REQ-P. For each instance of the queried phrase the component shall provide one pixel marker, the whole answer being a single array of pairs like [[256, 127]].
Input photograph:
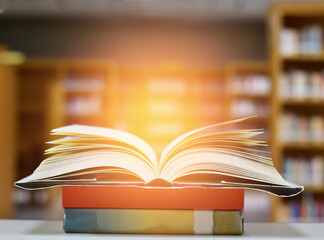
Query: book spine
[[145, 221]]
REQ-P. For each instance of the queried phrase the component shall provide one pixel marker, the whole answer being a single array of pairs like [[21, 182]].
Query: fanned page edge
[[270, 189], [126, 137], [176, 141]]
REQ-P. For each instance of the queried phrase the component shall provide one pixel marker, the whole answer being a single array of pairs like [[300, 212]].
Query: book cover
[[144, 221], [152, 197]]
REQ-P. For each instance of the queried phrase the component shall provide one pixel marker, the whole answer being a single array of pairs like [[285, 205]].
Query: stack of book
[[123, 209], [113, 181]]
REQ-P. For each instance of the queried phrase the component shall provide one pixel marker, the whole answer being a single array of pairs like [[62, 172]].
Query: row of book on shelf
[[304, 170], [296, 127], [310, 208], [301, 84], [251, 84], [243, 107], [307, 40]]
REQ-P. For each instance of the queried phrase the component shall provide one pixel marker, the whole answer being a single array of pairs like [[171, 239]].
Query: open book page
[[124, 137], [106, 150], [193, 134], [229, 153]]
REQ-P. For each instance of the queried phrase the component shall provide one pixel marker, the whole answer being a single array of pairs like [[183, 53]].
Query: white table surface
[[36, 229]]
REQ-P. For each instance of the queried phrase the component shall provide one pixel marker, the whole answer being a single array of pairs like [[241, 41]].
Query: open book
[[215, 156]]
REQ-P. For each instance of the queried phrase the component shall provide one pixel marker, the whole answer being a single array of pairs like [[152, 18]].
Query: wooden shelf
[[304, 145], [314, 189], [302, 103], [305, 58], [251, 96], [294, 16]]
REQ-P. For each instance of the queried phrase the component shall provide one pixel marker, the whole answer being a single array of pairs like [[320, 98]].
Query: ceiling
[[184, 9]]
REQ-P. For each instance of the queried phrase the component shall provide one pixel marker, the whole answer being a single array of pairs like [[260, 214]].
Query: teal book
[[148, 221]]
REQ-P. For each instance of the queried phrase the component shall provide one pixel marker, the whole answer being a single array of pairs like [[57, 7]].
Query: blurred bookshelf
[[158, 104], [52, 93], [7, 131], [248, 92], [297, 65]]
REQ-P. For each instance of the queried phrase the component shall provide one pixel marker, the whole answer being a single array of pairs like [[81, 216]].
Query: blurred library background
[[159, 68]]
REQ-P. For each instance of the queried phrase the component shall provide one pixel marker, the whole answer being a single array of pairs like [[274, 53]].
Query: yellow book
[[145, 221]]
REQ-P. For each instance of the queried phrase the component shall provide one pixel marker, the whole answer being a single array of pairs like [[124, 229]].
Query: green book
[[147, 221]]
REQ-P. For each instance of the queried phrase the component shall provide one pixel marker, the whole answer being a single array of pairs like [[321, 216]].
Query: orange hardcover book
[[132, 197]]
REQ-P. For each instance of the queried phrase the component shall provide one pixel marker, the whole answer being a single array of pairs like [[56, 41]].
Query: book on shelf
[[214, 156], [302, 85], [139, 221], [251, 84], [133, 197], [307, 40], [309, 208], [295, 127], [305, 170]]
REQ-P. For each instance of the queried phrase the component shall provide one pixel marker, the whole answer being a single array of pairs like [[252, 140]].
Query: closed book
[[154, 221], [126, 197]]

Task directions:
From the entries above, print the lines beginning at the one with "like [[57, 7]]." and stopping after the one with "like [[81, 216]].", exactly as written and with nothing else.

Exercise answer:
REQ-P. For each instance of the queried phrase the component shall provide one pixel marker, the whole answer being a single array of pairs like [[57, 7]].
Query: blurred bookshelf
[[158, 104], [52, 93], [7, 131], [248, 92], [297, 65]]
REQ-P. For each instance of the queried phrase the component shall provide one pixel marker, the whole answer being a single array of pairs like [[81, 216]].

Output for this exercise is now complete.